==== Supplied data

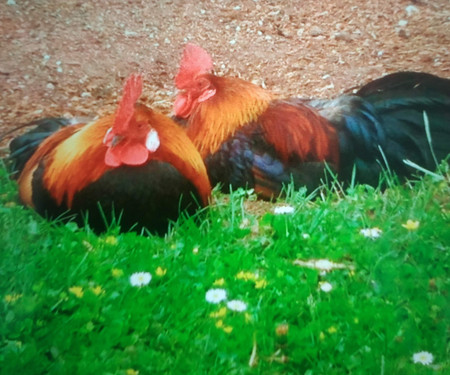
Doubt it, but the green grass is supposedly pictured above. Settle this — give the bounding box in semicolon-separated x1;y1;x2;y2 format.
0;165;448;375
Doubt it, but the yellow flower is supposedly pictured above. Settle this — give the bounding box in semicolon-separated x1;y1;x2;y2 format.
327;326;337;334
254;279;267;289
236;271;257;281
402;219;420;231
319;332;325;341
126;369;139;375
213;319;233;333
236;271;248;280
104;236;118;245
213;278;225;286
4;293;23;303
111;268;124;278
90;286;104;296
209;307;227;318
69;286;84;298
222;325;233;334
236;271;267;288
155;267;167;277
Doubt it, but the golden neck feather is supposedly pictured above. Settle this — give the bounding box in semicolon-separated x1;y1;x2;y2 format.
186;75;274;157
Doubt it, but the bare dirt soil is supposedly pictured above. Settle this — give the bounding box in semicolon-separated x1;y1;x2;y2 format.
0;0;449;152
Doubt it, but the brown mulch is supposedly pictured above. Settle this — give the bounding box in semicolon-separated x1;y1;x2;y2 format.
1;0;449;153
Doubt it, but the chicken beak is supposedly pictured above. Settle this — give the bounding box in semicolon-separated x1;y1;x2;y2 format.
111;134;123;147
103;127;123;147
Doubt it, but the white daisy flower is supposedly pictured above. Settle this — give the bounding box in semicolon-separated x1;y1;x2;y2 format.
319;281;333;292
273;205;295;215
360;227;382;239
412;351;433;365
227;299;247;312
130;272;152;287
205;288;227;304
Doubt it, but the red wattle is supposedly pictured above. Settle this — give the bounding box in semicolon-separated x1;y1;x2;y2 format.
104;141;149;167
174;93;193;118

========

◆ Exercise instructions ◆
Pictures stay out of the copy, while everything else in the records above goes in exactly as written.

◆ Exercise response ◆
Doubt it, but the green grass is supposedly pictured above. Settle this — give the bounding box in semicolon-separated x1;y1;x2;y2 format.
0;165;448;375
Doubt it, but the yellow flower is supposedly pictured above. Settle this — give the bounding box in semicolon-separated x1;y1;x2;y2 format.
327;326;337;334
254;279;267;289
236;271;257;281
402;219;420;231
319;332;325;341
126;369;139;375
213;319;233;333
236;271;248;280
104;236;118;245
213;278;225;286
4;293;23;303
111;268;124;278
90;286;104;296
209;307;227;318
69;286;84;298
222;325;233;334
236;271;267;288
155;267;167;277
Doubt it, but the golden neck feather is supposedly pictured above. Settle this — give the bounding box in semicolon-separated x1;y1;x2;y2 format.
186;75;274;157
Doubt it, but the bare dirt soil is supposedly pictured above. Settle this — give the bounding box in semicolon-separated x1;y1;x2;y2 format.
0;0;449;152
Doubt it, but the brown mulch is supposedly pictured above. Settle this — give the bounding box in semicolon-separated x1;y1;x2;y2 format.
1;0;449;153
Doubt it, but the chicken beak is supposedly pictured above. Settle this — give the bounding box in semicolon-separated x1;y1;x2;y2 format.
111;134;123;147
103;127;123;147
Doubt it, but the white daisy flower is supposedly pictured above. Settle this — give the bounding box in semicolon-separated x1;y1;x2;y2 format.
319;281;333;292
273;205;295;215
360;227;382;239
412;351;433;365
227;299;247;312
130;272;152;287
205;288;227;304
Doubt it, but the red wattle is supposedly pictured above. Settle this — give the bounding box in semicolon-separated x1;y1;x2;y2 format.
104;141;149;167
174;93;193;118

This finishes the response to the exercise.